ARTICLE:
* Begin *

Home 用中文 Espaņol  
News & Opinion
Legal Hotline
Membership
Asked & Answered
Access To Meetings
Access To Records
News Gathering
Prop 59
CFAC Podcasts
Model Letters
Books
AG Opinions
CFAC In The News
CFAC Assembly
About Us
Contact Us


Enter your e-mail to receive our bi-weekly FLASH newsletter:




Minutes and closed sessions

Q: My question is: Must the minutes reflect a teleconference with the board's attorney to otherwise justify a closed session under 54956.9 that does not state that the attorney was present at the meeting in the minutes?  Also, if the minutes are simply in error and there actually was a teleconference with the attorney, would this per se invalidate the board action from that closed session, or would only proving the absence of any legal billing for that date/time invalidate the board action?

A: Government Code § 54957.2, which provides for discretionary keeping of a minute book for closed sessions, does not appear to require that the minutes reflect whether someone in attendance appeared via teleconference.  That section does not seem to require more than that the minutes reflect the topics discussed and decisions taken: "a legislative body may" [note that it is not mandatory] "designate a clerk or other officer or employee of a local agency who ... shall keep and enter in a minute book a record of the topics discussed and decisions made at the meeting."  Moreover, the minute book kept for closed sessions is not a public record subject to inspection pursuant to the California Public Records Act.  Gov't. Code § 54957.2.

* End *

EXERCISES:
1. From the page on minutes and closed sessions, return the passage starting at "Enter your e-mail" and ending at "the board action?".
2. In the page on minutes and closed sessions, what reasons does the reply give for concluding that Government Code § 54957.2 does not appear to require the minutes to show whether someone attended by teleconference?

RECORD LIST:
* Begin *

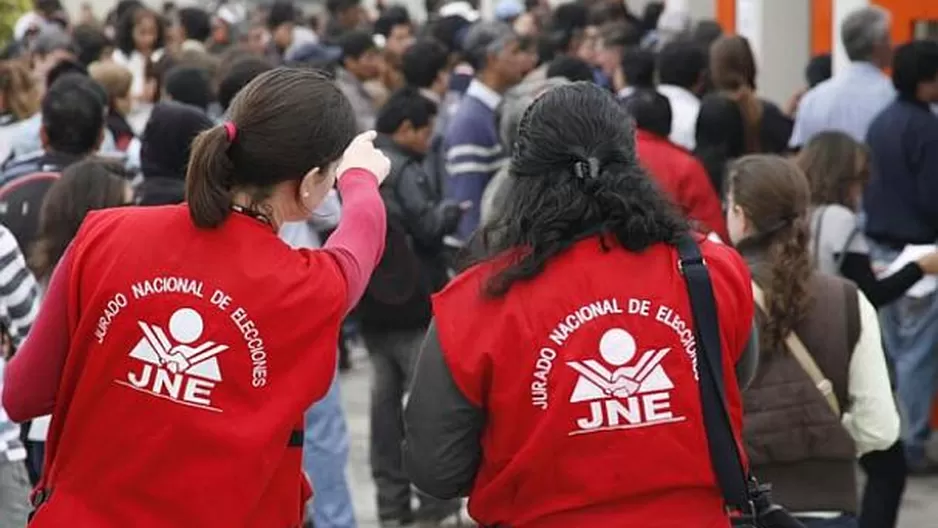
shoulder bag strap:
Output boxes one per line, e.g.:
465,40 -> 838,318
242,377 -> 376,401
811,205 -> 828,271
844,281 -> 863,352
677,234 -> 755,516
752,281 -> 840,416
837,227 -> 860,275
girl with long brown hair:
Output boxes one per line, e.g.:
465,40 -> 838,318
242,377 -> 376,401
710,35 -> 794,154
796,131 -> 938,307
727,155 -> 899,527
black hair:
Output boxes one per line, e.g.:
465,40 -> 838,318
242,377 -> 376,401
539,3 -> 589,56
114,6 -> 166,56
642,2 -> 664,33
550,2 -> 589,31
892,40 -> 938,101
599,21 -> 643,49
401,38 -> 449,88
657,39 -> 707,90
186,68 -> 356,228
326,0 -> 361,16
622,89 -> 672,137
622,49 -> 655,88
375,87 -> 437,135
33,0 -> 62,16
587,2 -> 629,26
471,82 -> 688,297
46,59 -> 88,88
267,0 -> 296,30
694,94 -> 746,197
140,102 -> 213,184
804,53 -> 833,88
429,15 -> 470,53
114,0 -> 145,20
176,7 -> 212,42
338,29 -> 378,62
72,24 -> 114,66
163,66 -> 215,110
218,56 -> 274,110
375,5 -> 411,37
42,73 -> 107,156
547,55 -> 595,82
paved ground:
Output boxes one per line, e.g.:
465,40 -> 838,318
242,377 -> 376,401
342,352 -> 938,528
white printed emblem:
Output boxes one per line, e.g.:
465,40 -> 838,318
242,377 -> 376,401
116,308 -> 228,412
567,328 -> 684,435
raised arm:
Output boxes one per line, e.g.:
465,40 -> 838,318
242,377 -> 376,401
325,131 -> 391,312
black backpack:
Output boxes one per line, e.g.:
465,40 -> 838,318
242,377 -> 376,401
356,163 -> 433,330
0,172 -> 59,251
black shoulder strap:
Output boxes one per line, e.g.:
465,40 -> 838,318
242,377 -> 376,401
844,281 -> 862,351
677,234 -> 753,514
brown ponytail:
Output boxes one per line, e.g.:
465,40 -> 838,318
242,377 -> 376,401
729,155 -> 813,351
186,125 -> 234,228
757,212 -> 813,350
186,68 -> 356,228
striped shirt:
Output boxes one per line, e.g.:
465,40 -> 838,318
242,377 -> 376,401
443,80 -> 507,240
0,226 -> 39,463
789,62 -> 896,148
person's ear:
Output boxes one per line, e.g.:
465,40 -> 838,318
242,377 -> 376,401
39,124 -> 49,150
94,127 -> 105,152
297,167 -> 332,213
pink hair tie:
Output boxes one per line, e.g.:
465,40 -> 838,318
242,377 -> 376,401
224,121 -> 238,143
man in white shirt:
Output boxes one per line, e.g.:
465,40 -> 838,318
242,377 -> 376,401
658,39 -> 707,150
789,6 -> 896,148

* End *
* Begin *

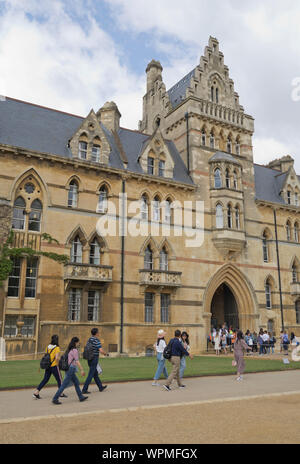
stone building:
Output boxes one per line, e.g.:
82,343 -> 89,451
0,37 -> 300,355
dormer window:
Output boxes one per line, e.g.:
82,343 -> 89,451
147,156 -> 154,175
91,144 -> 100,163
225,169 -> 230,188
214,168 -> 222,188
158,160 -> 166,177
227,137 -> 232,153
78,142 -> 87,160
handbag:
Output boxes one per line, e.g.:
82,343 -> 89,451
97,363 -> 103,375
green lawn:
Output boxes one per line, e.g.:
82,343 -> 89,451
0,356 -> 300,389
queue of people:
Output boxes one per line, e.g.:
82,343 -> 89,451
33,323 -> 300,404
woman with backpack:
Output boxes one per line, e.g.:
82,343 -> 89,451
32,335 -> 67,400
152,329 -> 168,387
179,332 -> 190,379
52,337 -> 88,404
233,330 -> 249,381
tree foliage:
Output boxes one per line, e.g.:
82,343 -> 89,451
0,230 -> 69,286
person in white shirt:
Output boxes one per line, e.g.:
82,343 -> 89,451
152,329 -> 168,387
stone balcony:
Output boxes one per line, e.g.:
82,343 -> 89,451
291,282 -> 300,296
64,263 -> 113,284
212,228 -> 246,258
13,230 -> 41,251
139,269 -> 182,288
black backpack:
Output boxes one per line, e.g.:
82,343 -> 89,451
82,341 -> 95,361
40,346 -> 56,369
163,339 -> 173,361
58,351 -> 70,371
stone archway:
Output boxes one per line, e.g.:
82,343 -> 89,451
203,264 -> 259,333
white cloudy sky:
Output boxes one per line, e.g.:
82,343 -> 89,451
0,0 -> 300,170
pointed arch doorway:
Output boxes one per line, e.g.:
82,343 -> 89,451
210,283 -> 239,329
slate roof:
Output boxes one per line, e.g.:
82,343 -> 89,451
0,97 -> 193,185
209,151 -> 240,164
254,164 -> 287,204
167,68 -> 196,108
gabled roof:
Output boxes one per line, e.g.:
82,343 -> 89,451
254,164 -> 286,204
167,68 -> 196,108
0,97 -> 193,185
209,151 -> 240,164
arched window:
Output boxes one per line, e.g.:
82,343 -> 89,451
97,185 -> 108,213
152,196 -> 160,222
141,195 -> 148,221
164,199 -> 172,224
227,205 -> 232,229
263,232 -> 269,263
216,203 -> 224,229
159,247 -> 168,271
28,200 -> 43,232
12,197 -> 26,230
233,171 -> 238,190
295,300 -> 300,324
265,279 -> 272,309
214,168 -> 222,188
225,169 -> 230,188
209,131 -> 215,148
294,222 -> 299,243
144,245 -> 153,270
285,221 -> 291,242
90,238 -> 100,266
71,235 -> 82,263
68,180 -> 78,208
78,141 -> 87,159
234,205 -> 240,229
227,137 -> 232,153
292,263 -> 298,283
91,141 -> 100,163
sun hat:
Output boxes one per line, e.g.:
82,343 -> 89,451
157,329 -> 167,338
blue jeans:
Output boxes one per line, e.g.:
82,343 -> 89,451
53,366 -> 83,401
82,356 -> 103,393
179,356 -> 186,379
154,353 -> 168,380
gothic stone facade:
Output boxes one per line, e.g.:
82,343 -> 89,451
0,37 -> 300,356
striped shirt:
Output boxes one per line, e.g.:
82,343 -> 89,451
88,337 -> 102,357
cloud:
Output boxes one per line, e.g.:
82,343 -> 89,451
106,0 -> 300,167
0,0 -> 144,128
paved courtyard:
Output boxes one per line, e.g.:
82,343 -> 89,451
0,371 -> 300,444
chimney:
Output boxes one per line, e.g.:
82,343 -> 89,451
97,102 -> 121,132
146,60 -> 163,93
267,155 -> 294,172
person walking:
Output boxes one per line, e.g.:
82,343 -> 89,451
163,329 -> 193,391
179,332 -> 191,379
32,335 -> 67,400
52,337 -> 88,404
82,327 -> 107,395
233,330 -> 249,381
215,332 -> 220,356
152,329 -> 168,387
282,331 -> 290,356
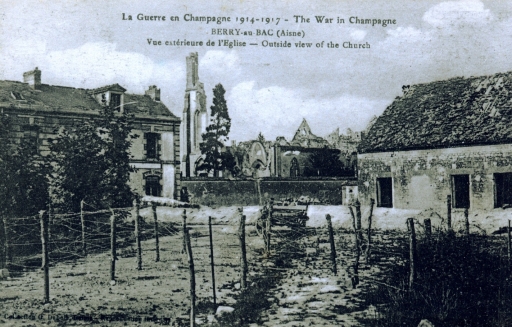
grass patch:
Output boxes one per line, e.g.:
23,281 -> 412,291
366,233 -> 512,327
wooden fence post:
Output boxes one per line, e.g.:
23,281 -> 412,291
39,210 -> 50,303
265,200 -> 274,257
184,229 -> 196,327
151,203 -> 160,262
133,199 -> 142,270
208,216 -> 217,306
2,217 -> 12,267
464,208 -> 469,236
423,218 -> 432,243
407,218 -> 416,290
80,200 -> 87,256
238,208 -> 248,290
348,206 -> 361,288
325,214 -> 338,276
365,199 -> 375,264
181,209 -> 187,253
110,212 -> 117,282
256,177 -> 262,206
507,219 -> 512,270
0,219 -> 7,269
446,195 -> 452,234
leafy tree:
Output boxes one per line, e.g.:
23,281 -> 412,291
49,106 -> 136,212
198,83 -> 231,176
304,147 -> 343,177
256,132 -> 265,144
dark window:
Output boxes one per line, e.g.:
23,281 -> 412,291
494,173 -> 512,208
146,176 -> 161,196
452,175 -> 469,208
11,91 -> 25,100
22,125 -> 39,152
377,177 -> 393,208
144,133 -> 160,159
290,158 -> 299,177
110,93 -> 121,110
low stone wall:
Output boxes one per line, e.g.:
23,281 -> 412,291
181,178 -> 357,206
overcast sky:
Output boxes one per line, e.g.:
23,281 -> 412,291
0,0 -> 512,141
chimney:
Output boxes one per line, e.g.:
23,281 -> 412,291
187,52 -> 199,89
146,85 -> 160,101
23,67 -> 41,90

* End *
* Begin *

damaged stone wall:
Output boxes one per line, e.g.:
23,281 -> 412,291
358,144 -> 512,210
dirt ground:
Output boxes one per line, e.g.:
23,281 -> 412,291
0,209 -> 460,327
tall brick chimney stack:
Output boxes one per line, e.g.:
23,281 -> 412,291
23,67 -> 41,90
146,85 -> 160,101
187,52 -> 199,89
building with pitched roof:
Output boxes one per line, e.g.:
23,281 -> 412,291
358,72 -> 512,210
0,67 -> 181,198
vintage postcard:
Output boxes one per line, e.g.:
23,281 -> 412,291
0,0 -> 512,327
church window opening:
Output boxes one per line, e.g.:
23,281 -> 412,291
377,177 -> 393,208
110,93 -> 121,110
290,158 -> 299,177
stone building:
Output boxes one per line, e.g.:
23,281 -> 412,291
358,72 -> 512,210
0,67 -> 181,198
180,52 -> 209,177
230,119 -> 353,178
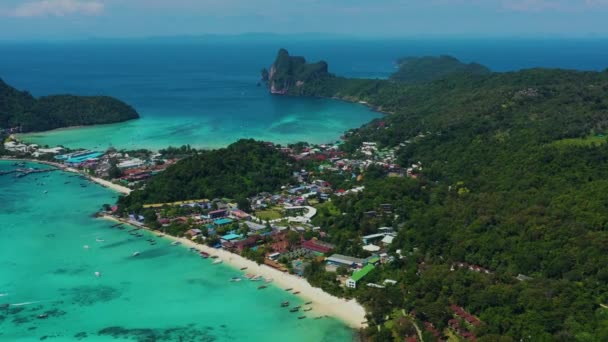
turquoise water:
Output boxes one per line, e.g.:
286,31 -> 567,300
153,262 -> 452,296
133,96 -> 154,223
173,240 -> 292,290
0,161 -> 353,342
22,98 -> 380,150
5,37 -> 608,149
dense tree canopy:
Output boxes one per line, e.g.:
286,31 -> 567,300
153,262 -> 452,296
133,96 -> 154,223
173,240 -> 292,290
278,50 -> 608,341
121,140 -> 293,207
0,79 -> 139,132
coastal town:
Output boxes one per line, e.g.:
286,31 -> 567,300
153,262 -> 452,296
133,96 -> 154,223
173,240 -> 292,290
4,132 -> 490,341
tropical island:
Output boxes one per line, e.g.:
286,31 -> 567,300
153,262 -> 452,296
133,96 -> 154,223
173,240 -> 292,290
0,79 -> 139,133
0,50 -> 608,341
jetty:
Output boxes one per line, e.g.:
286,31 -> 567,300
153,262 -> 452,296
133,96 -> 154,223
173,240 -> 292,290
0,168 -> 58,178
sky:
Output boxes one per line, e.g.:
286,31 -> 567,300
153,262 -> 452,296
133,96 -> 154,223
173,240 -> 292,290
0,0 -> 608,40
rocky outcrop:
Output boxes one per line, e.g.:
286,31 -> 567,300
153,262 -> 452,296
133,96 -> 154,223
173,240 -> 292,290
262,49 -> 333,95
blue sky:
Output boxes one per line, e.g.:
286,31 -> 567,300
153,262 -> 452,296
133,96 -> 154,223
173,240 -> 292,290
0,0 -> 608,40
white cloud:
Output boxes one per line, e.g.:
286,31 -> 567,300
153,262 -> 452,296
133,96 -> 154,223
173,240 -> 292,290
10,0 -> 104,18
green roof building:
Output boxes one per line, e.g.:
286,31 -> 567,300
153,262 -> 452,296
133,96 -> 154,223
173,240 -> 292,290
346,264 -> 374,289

* End *

FINAL RESULTS:
1.
Enter your e-mail to receive our bi-weekly FLASH newsletter:




Minutes and closed sessions

Q: My question is: Must the minutes reflect a teleconference with the board's attorney to otherwise justify a closed session under 54956.9 that does not state that the attorney was present at the meeting in the minutes?  Also, if the minutes are simply in error and there actually was a teleconference with the attorney, would this per se invalidate the board action from that closed session, or would only proving the absence of any legal billing for that date/time invalidate the board action?

2. The section seems to require no more than a record of the topics discussed and the decisions made at the meeting. Keeping such a minute book is also discretionary, because the statute says a legislative body "may" designate someone to keep it.